╔══

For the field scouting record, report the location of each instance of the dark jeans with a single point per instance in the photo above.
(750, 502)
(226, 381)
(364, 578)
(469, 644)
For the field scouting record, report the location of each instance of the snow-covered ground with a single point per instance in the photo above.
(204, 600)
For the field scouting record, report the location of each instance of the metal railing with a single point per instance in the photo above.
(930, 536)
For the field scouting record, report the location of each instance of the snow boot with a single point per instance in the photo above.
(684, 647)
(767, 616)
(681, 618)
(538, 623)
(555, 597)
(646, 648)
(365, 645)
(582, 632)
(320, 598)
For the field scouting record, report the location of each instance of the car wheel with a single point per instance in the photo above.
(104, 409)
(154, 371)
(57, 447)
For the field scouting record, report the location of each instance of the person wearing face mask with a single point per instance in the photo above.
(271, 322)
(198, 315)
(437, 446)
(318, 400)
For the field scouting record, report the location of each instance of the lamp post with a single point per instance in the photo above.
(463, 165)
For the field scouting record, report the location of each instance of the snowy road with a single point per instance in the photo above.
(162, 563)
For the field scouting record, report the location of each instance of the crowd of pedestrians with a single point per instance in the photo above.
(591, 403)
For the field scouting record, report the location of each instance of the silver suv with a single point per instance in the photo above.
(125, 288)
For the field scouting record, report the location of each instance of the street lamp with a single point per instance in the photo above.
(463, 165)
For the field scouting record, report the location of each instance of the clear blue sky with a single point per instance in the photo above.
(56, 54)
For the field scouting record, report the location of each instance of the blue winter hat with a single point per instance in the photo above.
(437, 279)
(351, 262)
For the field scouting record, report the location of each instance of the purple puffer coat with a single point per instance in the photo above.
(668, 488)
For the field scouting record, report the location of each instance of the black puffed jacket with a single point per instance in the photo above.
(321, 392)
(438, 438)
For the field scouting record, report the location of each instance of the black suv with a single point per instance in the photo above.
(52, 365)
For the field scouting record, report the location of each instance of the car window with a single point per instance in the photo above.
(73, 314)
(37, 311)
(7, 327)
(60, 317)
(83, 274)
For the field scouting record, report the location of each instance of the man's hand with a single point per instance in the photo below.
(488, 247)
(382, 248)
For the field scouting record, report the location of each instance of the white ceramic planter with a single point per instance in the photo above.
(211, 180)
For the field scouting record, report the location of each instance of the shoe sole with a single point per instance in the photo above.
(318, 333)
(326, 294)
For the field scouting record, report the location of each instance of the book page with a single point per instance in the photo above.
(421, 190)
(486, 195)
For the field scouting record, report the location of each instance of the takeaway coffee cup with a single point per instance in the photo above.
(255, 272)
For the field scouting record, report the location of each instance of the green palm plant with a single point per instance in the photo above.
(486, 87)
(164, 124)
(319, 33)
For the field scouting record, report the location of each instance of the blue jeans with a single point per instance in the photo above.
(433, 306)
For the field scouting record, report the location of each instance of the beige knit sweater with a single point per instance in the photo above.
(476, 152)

╚══

Print every line of the data above again, word for word, with nothing changed.

For the field scouting record, report the location of each instance of the dark jeans with a single point per instance in the photo above.
(750, 502)
(226, 381)
(364, 578)
(469, 644)
For the field scouting record, report the location of each instance of the snow-covered ground with a single point per instance in the photo above.
(204, 600)
For the field scouting record, report the location of each instance of the metal railing with a single point per instance in the photo above.
(930, 536)
For the field scouting record, report the location of each instance of the snow boot with a single point per instance in the photo above.
(684, 647)
(767, 616)
(681, 618)
(538, 623)
(555, 597)
(646, 648)
(365, 645)
(582, 632)
(320, 598)
For the field scouting record, report the location of each instance of the car wheel with a single point per instance in the photo above.
(104, 409)
(154, 371)
(57, 447)
For the field scouting record, report the location of each instance of the person wearing face mask with a single point per instance in the photo above.
(271, 322)
(198, 315)
(437, 446)
(318, 400)
For the field scouting record, report the location of each instance of the lamp post with a single point per instance in the photo above.
(463, 165)
For the field scouting record, report the location of each instance of the snowy road with a single point per instance in the photo above.
(162, 563)
For the field scouting record, report the location of each instance of the crowd of pedestrians with a single point per instance in the photo above.
(591, 403)
For the field scouting record, report the location of each instance of the silver suv with a single point per instance in the photo above.
(125, 288)
For the field scouting record, report the location of each instance of the street lamp with a single point per instance in the photo above.
(463, 165)
For the field scouting record, report the location of each instance of the clear blue sky with a single point per instance in the photo above.
(56, 54)
For the field scouting record, report the location of each instance of the blue winter hat with a single point per instance in the photo above.
(437, 279)
(351, 262)
For the field scouting record, report the location of each instance of the purple puffer coat with a single point per instance in the photo above.
(668, 488)
For the field scouting record, report the location of each instance of the black puffed jacket with a single point per instance in the photo above.
(321, 392)
(438, 438)
For the field scouting record, report the location of each instance of the black suv with a single point per instance in the photo above.
(52, 365)
For the field scouting record, report the location of each instance of the car window with a single point per instance in the photo above.
(73, 314)
(37, 311)
(7, 327)
(60, 317)
(83, 274)
For the field scouting record, report the location of each instance of the man's hand with a single point per instance in the photo below.
(488, 247)
(382, 248)
For the field scouting record, report the location of each instance of the white ceramic planter with a single point per instance in the photo above.
(211, 180)
For the field scouting record, report the location of each instance of the shoe sole with a single point per instance in the photo above.
(318, 333)
(326, 294)
For the field scouting record, report the location of each instance of the book page with a single point per instance in the photo above.
(421, 190)
(486, 195)
For the field scouting record, report the location of each instance of the takeaway coffee cup with a single point per instance in the photo above.
(255, 272)
For the field scouting record, report the location of each instance of the green palm plant with a single point per instance in the photo above.
(486, 87)
(164, 124)
(319, 33)
For the field scouting record, report the location of each instance of the blue jeans with a single point per instance in the photo above.
(433, 306)
For the field scouting record, report the location of each instance of the beige knit sweater with a single point per instance in the photo above.
(476, 152)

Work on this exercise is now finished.